> _WHAT TO WORK ON_
Nothing but the lines below from the one with "Where can the haze" through the one with "Where can the flower" should be output, each exactly as given, and no pictures.
[Start of section]
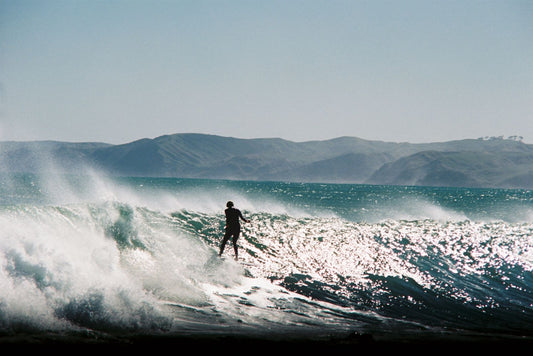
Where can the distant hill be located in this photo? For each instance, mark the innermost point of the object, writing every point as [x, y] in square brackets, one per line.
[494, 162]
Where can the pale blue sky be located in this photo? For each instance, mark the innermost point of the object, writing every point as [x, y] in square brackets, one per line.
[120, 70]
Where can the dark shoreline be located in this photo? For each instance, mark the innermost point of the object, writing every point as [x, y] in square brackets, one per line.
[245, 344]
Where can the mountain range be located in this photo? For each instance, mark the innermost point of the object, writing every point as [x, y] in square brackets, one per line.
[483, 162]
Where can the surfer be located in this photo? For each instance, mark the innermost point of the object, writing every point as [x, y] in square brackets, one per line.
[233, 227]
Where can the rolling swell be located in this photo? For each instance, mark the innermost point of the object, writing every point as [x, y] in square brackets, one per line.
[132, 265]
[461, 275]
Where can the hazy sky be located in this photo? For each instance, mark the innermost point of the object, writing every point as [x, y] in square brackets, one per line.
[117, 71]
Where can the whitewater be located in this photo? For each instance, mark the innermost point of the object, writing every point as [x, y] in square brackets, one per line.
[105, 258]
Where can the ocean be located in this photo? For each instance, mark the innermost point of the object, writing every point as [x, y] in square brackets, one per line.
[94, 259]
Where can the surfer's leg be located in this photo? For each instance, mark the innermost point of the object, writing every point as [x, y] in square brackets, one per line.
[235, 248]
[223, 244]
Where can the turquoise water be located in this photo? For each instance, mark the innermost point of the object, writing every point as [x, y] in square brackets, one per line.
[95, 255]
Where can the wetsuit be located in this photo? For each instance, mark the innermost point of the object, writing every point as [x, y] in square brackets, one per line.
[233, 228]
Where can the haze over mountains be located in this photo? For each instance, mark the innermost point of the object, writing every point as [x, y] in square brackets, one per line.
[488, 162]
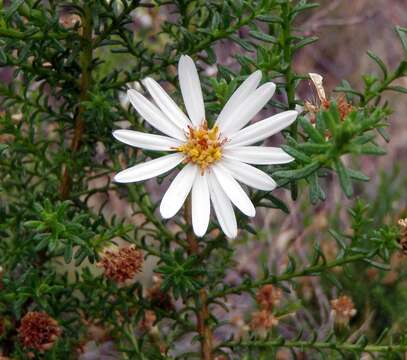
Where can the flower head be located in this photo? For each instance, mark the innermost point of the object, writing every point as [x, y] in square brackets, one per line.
[End of section]
[Start of section]
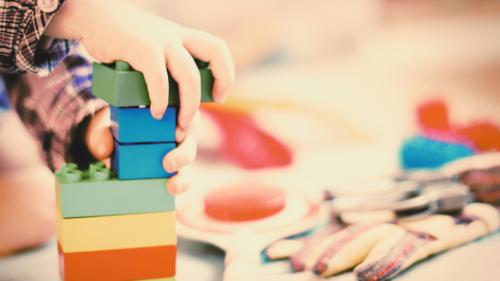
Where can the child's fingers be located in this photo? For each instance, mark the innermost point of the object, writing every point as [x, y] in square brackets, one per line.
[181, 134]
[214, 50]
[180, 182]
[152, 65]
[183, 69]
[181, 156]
[End of section]
> _RESPONSE TO THIS TASK_
Where can the haze over mountains be located in this photo? For each instance, mark the innermost point of the object, writing every point as [x, y] in square brackets, one per line.
[488, 162]
Where can the flower head be located in this photo? For each instance, mark the innermost point of the object, writing every point as [x, y] in square brackets, one per line.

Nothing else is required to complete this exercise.